**DATA SECTION**
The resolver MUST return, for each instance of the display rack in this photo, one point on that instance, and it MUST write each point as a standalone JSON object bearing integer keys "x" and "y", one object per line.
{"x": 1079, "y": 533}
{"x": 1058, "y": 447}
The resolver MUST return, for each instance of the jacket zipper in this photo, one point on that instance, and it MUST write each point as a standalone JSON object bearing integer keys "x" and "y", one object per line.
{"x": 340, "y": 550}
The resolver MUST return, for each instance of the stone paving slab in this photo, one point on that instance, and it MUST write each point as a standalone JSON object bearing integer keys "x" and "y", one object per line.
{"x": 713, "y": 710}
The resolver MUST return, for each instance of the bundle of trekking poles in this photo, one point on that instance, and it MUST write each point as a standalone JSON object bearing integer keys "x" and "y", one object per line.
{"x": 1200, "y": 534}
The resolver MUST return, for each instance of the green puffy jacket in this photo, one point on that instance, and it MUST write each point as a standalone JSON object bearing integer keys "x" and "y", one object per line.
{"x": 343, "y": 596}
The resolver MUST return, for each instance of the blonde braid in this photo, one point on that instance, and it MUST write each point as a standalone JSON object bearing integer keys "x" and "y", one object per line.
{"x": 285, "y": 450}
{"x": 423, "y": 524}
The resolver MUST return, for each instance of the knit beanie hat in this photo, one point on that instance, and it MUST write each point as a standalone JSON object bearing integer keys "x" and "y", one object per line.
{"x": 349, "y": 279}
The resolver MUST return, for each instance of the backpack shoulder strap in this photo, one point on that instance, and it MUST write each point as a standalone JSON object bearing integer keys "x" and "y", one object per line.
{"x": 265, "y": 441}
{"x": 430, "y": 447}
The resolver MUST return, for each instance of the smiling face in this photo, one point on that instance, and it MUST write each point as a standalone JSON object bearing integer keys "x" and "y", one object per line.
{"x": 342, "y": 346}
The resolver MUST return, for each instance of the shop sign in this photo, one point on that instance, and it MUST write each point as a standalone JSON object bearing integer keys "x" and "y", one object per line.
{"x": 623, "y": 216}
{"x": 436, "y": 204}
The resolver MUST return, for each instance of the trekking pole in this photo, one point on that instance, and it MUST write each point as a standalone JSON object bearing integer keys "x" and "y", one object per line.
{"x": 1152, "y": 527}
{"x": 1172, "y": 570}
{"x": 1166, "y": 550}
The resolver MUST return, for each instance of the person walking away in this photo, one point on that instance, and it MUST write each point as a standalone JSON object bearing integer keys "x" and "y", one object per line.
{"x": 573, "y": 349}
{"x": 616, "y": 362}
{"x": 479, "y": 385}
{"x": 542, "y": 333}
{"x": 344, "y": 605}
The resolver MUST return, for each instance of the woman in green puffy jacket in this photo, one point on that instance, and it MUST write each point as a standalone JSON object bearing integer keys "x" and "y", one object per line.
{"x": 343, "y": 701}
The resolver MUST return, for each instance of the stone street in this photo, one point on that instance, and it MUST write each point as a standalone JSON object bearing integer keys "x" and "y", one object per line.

**REQUIRED WORK**
From the first line to the last, return the records unchanged.

**WRITTEN ANSWER**
The resolver MUST return, for each instance of the display rack in this photo, one point on that instance, and it MUST write each point as a standalone JSON object bearing integer keys "x" and "y", one object per line.
{"x": 1079, "y": 533}
{"x": 1058, "y": 447}
The resolver MUST return, for each instance of the jacket zipper in this photo, one point on that instance, and it MUST write each point as a standalone JSON object bearing integer keys "x" and "y", one object per line.
{"x": 340, "y": 550}
The resolver MUST return, for each instance of the stone paving slab in this photo, one point on that instance, and it MUST write each point as a standalone JSON object bearing integer keys "x" and "y", one object per line.
{"x": 713, "y": 710}
The resolver MUST return, for each instance of the bundle of trekking poles in this photo, one point on that instance, and it MUST write each point as a standalone JSON object bearing integer keys "x" and "y", one object per line.
{"x": 1200, "y": 534}
The resolver MUST return, for each instance of the green puffy jacket in this photo, one point on that instance, and it MUST write each point as a standalone JSON object bearing integer keys "x" and "y", one object per line.
{"x": 343, "y": 596}
The resolver MUST return, for each instance of the blonde braid in this photo, one point on that instance, and it MUST write each point as a standalone JSON object bearing integer keys "x" and "y", one object per line.
{"x": 285, "y": 450}
{"x": 423, "y": 524}
The resolver MUST return, for each instance of the knit beanie hat in this photo, one point on that instance, and it MUST write each point as a standalone JSON object bearing integer keys "x" and "y", one object per line.
{"x": 349, "y": 279}
The resolver MUST return, for each instance of the backpack shoulder strap in this photo, one point on that instance, and it MUST write each point as a standalone JSON object bearing integer keys "x" and "y", one object per line.
{"x": 265, "y": 441}
{"x": 430, "y": 447}
The resolver MUST return, for each instance of the smiling face in this photo, one point on that instance, and it MUST write each point as a standalone JSON object bearing integer keys "x" and "y", one object per line.
{"x": 342, "y": 346}
The resolver MUST return, for each instance of the shop sign in this photo, one point on that instance, and it MUST write each point as a standalone JSON object bearing integer keys "x" and "y", one object per line.
{"x": 623, "y": 216}
{"x": 436, "y": 204}
The resolver MUST return, for each instance of the trekking pole in this photo, one point on that instance, and it MUST write each point as a standalone JSON object bearing integer keys "x" and "y", one object per line.
{"x": 1152, "y": 527}
{"x": 1172, "y": 570}
{"x": 1166, "y": 550}
The resolver MUST return, for each instance of the person walking away in this photo, one point on that instance, and it MUST write each point as a standalone JSON object bearing integer keys "x" and "y", one object per line.
{"x": 573, "y": 349}
{"x": 616, "y": 362}
{"x": 479, "y": 385}
{"x": 542, "y": 333}
{"x": 344, "y": 605}
The resolver MUST return, for each instance of the woman in green puffy jacket in this photo, one point on that instance, and it MUST write each point as a standalone JSON object bearing integer keys "x" and "y", one object per line.
{"x": 343, "y": 701}
The resolver MUST return, for each instance of the stone street in this photo, one point on that instance, and it MUST write each point as a standalone JSON object bearing integer keys "x" and "y", one object per line.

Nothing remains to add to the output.